# Instructions for the task:
According to the Hillsboro Fire & Rescue text, how many calls did the department respond to in the fiscal year ending in 2013?

Segment Start: Document segment

The department operates five stations around the city. The newest is the Jones Farm Station (No. 5) on Northeast 25th Avenue next to the airport that opened in 2012. Ronler Acres (No. 3) near Cornelius Pass Road and Evergreen Parkway opened in 1998. Cherry Lane Station (No. 6), which includes the department's training facility and volunteer operations, opened in 2010 in the Orenco area. Brookwood Station (No. 2) opened about 1982 along Brookwood Avenue in southeast Hillsboro near Tualatin Valley Highway. Main Station (No. 1) in downtown Hillsboro on First Street opened in 1997 and includes the administrative offices of the department. Both the Jones Farm and Cherry Lane stations are LEED Gold certified buildings, with both structures being of a similar design.

Hillsboro Fire & Rescue operates five engines, one at each station, a ladder truck, located at Jones Farm, and three reserve engines. They also have a single tender, two brush rigs, two EMS units, a technical rescue vehicle, and a command vehicle. For the fiscal year ending in 2013 the department responded to 9,219 calls, which included 276 fires, 533 motor vehicle accidents, and 4,597 medical responses.

| Fire Station Number | Address | Engine company | Truck company | Wildland units | Other units |
|---|---|---|---|---|---|
| 1 | 240 S First Ave | Engine 1 |  | Water Tender 1 |  |
| 2 | 5045 SE Drake Rd | Engine 2 |  | Brush 2 |  |
| 3 | 4455 NW 229th St | Engine 3 |  | Brush 3 | Technical Rescue 3 |
| 5 | 2850 NE 25th Ave | Engine 5 | Truck 5 |  | Command 1 |
| 6 | 1225 NE Cherry Ln | Engine 6 |  |  |  |

==Organization==
The department is headed by a fire chief and has two deputy chiefs and a total of 123 employees. There are four battalion chiefs in the department, which has an $18 million annual budget as of 2013. In addition to firefighting and medical responses, the department has special operations units for handling hazardous materials, confined space rescues, high- and low-angle rope rescues, vehicle and machinery extractions, water rescues, and structural collapses. For water rescues, Hillsboro Fire & Rescue has a small powerboat.

Segment End: Document segment
Segment Start: Data block

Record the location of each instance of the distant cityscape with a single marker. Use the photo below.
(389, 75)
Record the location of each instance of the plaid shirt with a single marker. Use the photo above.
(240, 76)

Segment End: Data block

# Output of the task:
9,219 calls.